→ TEXT:
LOT Polish Airlines Flight 703 was a plane that crash-landed about  north of Rogóżno railway station, on 2 November 1988. In the accident one person was killed and several were seriously injured.

Flight 
The plane, an Antonov An-24W, registered SP-LTD, named "Dunajec", took off from Okęcie airport, Warsaw for regional flight 703 to Rzeszów-Jasionka Airport. It had 25 passengers on board (including the famous radio presenter Tomasz Beksiński) and four crew members. The captain was Kazimierz Rożek (with 30 years of experience) and the co-pilot was Waldemar Wolski. The emergency started about two minutes before the planned landing, at 10:25, when the plane was flying east to runway 27. According to officials, pilots turned on the anti-icing installation too late and, during approach, both engines immediately shut down because of icing of the engine intakes. Just after that, Rożek and Wolski, knowing that they would not reach the airport, started an emergency descent, which ended in a glade.

→ SET EXERCISE 1:
Count the lines in the listing that contain the string "Give", and reply with only that number.
The article and the listing are unrelated to each other.

→ DATA ENTRIES:

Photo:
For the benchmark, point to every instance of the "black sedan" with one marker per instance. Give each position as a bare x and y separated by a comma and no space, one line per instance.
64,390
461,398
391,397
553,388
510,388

--

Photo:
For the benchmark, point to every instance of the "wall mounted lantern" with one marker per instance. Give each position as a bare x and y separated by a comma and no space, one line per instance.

* * *

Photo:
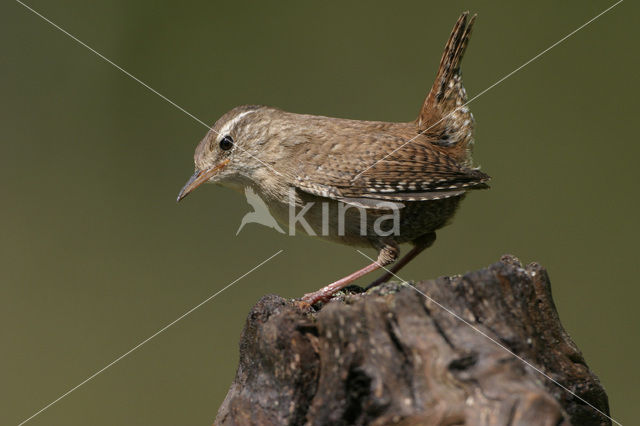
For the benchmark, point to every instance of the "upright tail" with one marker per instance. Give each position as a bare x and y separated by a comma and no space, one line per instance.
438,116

→ SET EXERCISE 2:
Please reproduce, word for word, the part of the article that opens with the words containing "LOT Polish Airlines" and closes with "were seriously injured.".

→ EXERCISE RESULT 1:
3

→ EXERCISE RESULT 2:
LOT Polish Airlines Flight 703 was a plane that crash-landed about  north of Rogóżno railway station, on 2 November 1988. In the accident one person was killed and several were seriously injured.